▶ Lavoro da svolgere
A) Rispondi a queste domande sul brano dedicato agli Stati d'animo di Boccioni:
(i) In quale città e in quale museo sono conservate le opere?
(ii) In quale periodo fu dipinta la seconda versione de Gli adii?
(iii) Verso quali tinte vira la gamma cromatica in Quelli che restano?
B) Riporta quante righe dei record contengono la stringa "each", distinguendo tra maiuscole e minuscole. Scrivi solo il numero.

▶ Brano proposto
• • • • • • •

Umberto Boccioni, Stati d’animo: Gli adii; Quelli che vanno; Quelli che restano, primavera-estate 1911, Milano, Museo del Novecento
Nella seconda versione de Gli adii, dipinta verso la fine dell’autunno del 1911, dopo la conoscenza della rivoluzione cubista, ed esposta nella mostra in questione, la locomotiva sembra materializzarsi dal fondo, divenendo visibile al contempo di fronte e di lato, scomposta e sfaccettata, con in risalto una serie di numeri stampigliati, elemento tipico di un collage o di un papier collé di Picasso e Braque. I volti di Quelli che vanno appaiono ora delle chiare caricature cubiste, così come la gamma cromatica in Quelli che restano, virata verso tinte più scure, allude alle tavolozze monocrome dei principali testi del Cubismo.

• • • • • • •

▶ Estratti di dati

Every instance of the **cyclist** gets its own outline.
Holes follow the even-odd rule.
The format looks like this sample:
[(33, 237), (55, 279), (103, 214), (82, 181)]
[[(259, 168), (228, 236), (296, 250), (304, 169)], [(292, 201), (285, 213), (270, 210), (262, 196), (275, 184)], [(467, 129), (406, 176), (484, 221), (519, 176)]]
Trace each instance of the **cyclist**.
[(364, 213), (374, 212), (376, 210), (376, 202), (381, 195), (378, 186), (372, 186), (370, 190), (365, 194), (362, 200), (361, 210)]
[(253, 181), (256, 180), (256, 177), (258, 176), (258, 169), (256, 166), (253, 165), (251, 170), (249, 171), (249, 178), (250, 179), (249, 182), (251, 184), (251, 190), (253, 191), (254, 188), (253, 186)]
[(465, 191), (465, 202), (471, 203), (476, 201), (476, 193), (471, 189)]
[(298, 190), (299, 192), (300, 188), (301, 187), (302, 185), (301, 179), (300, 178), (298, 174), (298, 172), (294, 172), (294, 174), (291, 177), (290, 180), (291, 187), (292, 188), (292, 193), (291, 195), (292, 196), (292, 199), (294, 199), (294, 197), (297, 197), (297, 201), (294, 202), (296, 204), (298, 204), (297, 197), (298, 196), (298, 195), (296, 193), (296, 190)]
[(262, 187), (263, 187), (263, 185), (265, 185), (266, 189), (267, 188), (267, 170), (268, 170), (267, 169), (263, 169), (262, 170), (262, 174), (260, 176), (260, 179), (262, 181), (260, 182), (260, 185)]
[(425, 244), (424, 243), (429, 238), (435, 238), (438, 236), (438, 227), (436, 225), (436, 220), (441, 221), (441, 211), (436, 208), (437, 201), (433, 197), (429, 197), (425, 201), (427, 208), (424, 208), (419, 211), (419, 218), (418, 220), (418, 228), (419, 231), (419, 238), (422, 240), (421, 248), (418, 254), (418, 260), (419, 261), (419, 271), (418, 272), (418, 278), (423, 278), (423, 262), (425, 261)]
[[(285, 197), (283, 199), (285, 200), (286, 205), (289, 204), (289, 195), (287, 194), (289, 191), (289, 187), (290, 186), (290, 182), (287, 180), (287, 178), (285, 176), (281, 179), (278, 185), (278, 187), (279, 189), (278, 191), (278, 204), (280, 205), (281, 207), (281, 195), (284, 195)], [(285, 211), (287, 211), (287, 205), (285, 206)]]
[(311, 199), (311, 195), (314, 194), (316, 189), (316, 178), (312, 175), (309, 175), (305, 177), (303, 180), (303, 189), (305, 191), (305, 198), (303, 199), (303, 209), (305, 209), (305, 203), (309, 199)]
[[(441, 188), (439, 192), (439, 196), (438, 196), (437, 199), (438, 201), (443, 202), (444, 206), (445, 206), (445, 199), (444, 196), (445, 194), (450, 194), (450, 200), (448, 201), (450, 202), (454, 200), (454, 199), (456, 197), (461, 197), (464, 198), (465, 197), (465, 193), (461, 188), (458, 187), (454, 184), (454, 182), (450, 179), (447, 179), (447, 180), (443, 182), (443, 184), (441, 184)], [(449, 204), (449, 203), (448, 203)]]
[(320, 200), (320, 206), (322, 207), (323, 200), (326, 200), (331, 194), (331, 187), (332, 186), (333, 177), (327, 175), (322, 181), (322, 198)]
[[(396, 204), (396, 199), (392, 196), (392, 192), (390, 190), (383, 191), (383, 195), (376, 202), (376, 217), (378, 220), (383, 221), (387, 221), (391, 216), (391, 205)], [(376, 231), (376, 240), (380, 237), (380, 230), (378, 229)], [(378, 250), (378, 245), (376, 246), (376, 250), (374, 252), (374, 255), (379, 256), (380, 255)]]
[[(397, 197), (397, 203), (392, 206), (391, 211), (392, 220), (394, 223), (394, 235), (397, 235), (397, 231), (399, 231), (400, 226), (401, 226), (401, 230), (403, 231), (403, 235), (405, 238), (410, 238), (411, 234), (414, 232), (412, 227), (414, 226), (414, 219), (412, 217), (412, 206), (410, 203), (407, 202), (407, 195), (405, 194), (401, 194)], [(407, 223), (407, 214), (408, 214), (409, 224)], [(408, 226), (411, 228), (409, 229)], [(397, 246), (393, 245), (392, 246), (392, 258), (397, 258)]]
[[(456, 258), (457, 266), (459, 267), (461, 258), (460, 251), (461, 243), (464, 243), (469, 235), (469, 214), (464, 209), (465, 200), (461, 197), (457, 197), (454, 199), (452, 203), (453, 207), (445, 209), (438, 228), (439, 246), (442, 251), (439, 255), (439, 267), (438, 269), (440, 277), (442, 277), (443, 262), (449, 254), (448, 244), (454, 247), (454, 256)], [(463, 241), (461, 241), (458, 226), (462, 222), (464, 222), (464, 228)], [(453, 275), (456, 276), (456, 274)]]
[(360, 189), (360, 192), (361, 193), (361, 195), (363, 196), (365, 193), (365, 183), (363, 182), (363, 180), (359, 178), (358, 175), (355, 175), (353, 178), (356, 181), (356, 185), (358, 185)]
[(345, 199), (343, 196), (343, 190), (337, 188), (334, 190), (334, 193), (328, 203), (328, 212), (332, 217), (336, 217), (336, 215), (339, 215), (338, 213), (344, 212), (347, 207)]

• • • • • • •

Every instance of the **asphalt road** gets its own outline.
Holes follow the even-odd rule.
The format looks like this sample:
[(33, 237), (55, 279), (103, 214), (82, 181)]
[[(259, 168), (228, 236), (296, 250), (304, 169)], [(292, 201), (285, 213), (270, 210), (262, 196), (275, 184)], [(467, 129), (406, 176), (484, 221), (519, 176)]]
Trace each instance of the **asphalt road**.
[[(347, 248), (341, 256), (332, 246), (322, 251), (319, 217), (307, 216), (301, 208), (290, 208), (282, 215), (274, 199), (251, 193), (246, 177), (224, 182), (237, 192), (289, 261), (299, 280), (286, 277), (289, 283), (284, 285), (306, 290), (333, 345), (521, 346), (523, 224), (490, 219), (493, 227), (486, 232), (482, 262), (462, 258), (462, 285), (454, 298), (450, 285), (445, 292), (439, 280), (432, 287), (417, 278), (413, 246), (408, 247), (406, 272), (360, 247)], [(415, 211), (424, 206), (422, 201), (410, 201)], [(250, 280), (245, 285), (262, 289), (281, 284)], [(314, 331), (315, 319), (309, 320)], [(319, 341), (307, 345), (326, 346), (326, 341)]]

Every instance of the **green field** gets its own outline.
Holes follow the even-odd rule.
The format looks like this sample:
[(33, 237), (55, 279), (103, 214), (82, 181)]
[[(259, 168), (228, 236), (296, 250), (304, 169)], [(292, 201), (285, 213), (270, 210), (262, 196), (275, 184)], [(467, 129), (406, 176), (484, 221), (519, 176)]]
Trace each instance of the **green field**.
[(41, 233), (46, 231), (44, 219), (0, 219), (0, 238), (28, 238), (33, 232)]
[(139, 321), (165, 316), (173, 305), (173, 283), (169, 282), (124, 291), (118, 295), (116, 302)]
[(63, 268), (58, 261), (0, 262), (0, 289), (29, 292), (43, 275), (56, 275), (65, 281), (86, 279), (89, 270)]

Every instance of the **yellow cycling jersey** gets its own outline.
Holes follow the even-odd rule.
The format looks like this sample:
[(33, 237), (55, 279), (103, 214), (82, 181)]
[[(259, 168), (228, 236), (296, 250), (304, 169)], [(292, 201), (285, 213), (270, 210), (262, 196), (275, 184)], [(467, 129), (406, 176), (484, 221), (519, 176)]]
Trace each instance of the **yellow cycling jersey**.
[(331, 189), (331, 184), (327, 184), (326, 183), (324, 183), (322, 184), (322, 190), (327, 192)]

• • • • • • •

▶ Soluzioni degli esercizi
A)
(i) A Milano, nel Museo del Novecento.
(ii) Verso la fine dell'autunno del 1911.
(iii) Verso tinte più scure.

B) 4